### SELECTED EXCERPT ###

Unfortunately, there is definitely no curative therapy - there is no such thing for almost any chronic disease. However, there should be treatments within the next five years that will help some patients a lot. I also expect that we will make progress through better interdisciplinary assessment. We will have a better understanding of what triggers ME/CFS, and studies are underway, for example, for a vaccine against the Epstein-Barr virus that may be able to prevent ME/CFS in the future. I also hope that in the future it will no longer be a red flag when we tell a patient that psychological factors play a role. Then more sufferers will benefit from psychiatric or psychotherapeutic intervention, whether pharmacological or with talk therapy. So far, this is not even offered to most ME/CFS patients, although there is still evidence for the slightly positive effects of behavioral therapy
Patients complain about a poor care situation: They can hardly find any doctors who are familiar with ME/CFS - and because nothing can be proven with standard diagnostics, they often receive an incorrect psychological diagnosis. Some doctors also warn against such misdiagnoses. Does the DGN agree?
There is no majority opinion of the DGN so far. Most would probably agree that there is a risk of misdiagnosis - in both directions. We have patients with ME/CFS who are diagnosed with depression. They are then sent to an activating rehabilitation program in the assumption that warm baths and physiotherapy will get them better - and then they completely collapse. However, I suspect that even more people with an adjustment disorder, personality disorder or another mental illness are misdiagnosed with ME/CFS. If you tell them not to overexert themselves and do not offer psychotherapy, you are doing them just as much harm. That is the big problem: At the moment we are not really helping those who are suffering severely from ME/CFS - or those who wrongly believe that they have ME/CFS.

### DATASET ###

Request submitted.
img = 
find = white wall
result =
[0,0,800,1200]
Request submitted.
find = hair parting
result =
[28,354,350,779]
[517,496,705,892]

###

WHAT TO DO:
- a) Copy word for word the passage of the ME/CFS interview that runs from "There is no majority" up to and including "they have ME/CFS.".
- b) Resume the ME/CFS interview, picking up after its final sentence.

ANSWERS IN ORDER:
- a)
There is no majority opinion of the DGN so far. Most would probably agree that there is a risk of misdiagnosis - in both directions. We have patients with ME/CFS who are diagnosed with depression. They are then sent to an activating rehabilitation program in the assumption that warm baths and physiotherapy will get them better - and then they completely collapse. However, I suspect that even more people with an adjustment disorder, personality disorder or another mental illness are misdiagnosed with ME/CFS. If you tell them not to overexert themselves and do not offer psychotherapy, you are doing them just as much harm. That is the big problem: At the moment we are not really helping those who are suffering severely from ME/CFS - or those who wrongly believe that they have ME/CFS.

- b)
On behalf of the federal government, the Institute for Quality and Efficiency in Health Care (IQWiG) analyzed the knowledge on ME/CFS. It came to the conclusion that there is no evidence of the benefit of activating therapies, as they are often used in rehabilitation - but that a deterioration in the condition cannot be ruled out. Some therapists therefore demand: no rehabilitation if PEM is diagnosed. Do you agree?
If PEM can be objectified through behavioral observation and is not based exclusively on self-perception, I agree. Of course, the vivid individual cases of people who come out of rehabilitation in a wheelchair are anything but representative. But if PEM is clearly diagnosed, people cannot be forced into rehabilitation that relies on physical activation. Otherwise they will suffer a setback.
Federal Health Minister Karl Lauterbach wants to make it easier for people with long-term Covid to access therapies that have so far only been sufficiently researched and approved for other diseases. Should there also be such an off-label list for people who have ME/CFS independently of corona?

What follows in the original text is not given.